- _Given passage_
* Start *

Thanks, Kevin, for the article.  How wonderful to know Bishop Spong and write about him with deep appreciation.  The article brought to mind how difficult it was to have students who came to campus ministry to buttress up doctrines and beliefs when those aspects of the Faith were not the most meaningful to me.  I found discussions about conforming to a particular theological ‘rule’ painful because the academic setting was already challenging so many students’ world views and students were in so much distress.  Many of those students left for more conservative campus ministry groups.  The ones who stayed agreed to disagree and/or found common ground with our group.  Often students who stayed with the ministry would continue to try to change the direction of the group towards conformity to their point of view.  It was challenging because there was continual tension.  Being retired is great because there isn’t that tension.  The down side is not being invited into a young generation and understanding the Faith from their perspective.  It was exciting and fun to learn from the young adults that the church had nurtured and sent on to college.

How do you communicate compassion for those who find meaning and comfort in doctrine and belief while at the same time being uncomfortable with faith based on doctrine and belief?

Answer

Dear Margie,

The deepest longing of the human soul is to know the truth of who she is; to know immediately and directly that Being is her being. Within the spiritual tradition this longing is spoken of as the desire to know our true self, or in the Christian tradition, our Christ-self. The Delphic oracle spoke this most ancient wisdom by reminding us to “know thyself”. To not know who we are, often spoke of as being lost in a veil of tears, is the deepest suffering we each can experience. I begin here because all too often popular culture misconstrues the meaning of compassion.

* End *

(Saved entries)

* Start *

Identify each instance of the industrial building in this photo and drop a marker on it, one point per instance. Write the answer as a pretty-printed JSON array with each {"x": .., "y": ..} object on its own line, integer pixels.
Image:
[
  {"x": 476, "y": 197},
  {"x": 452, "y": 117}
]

* End *

- _Your objective_
Output everything in the campus ministry letter and reply from "How do you communicate" down to "doctrine and belief?", copied word for word.

- _Response below_
How do you communicate compassion for those who find meaning and comfort in doctrine and belief while at the same time being uncomfortable with faith based on doctrine and belief?